In August, we covered the Texas abortion ban signed by Governor Greg Abbott. Since then, there have been several motions against it and a statement from Supreme Court. Let’s take a look.
SB 8 Recap
Senate Bill 8 is the most restrictive anti-abortion law in American history. According to the Governor and other supporters of SB 8, the law will ban abortions in Texas to protect unborn life.
The law places a ban on abortion procedures, including medical procedures that use technology or methods associated with abortion. Contrary to popular belief, the law does not criminalize abortions, but it creates serious penalties for healthcare providers who administer them.
In other words, the legal heat for abortions will not be on the mother but the doctor. Doctors, nurses, physicians assistants, nurse practitioners, and other medical staff members who facilitate an abortion will be held liable and face the consequences in civil court.
SB 8 also includes a unique clause that gives Texans the power to report abortions to an online forum in exchange for a $10,000 reward. Essentially, this means that there is a “bounty” for anyone associated with an abortion.
Additionally, anyone who aids a mother in getting an abortion will face the same penalties listed above. That includes Uber drivers, neighbors, friends, and family members.
It’s also important to note that SB 8 makes abortions illegal after six weeks when the heartbeat can be heard. This complicates the issue for many women because few women are aware of the pregnancy that early on.
Supreme Court Decision
At this point, the Supreme Court’s stance on SB 8 is a little murky. So far, they have agreed to uphold the law but also hear the cases against it. This means that the Supreme Court won’t stop the law from taking effect, but civil suits and other arguments against it are still relevant and will be heard.
As mentioned in our August blog on this matter, the tricky part of this law is the fact that the enforcement of it is the citizen’s responsibility. The law deputizes the general public and enables them to make decisions regarding the prosecution of people who aid or abet an abortion.
This makes fighting against the bill complicated because the public is responsible for it – not the legislators. However, that’s not stopping two groups from challenging the law.
The Whole Woman Health and Family Center and the U.S. Department of Justice have made formal complaints against SB 8, which the Supreme Court will hear in November.

### ACTIVITY 1
From the SB 8 article, extract the stretch from "In August, we" through "protect unborn life.", copying it word for word.
### ACTIVITY 2
Answer these questions using the SB 8 article.
(a) What reward does SB 8 offer Texans who report abortions to an online forum?
(b) After how many weeks does SB 8 make abortions illegal?
(c) In what month will the Supreme Court hear the formal complaints against SB 8?

### INFORMATION SUPPLIED
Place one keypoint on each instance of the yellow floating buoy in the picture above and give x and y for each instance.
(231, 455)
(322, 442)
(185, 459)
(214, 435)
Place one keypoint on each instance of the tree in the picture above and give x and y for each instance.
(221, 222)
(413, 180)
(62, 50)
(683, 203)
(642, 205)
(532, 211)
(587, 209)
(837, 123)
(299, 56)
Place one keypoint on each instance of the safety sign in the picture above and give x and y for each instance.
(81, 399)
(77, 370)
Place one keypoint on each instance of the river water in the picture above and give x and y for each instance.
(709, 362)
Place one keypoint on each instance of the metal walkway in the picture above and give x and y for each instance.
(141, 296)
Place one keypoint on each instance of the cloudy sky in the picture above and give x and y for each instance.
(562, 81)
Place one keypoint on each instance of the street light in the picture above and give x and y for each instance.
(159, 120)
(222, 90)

### EXERCISE RESPONSE 1
In August, we covered the Texas abortion ban signed by Governor Greg Abbott. Since then, there have been several motions against it and a statement from Supreme Court. Let’s take a look.
SB 8 Recap
Senate Bill 8 is the most restrictive anti-abortion law in American history. According to the Governor and other supporters of SB 8, the law will ban abortions in Texas to protect unborn life.

### EXERCISE RESPONSE 2
(a) $10,000
(b) Six weeks
(c) November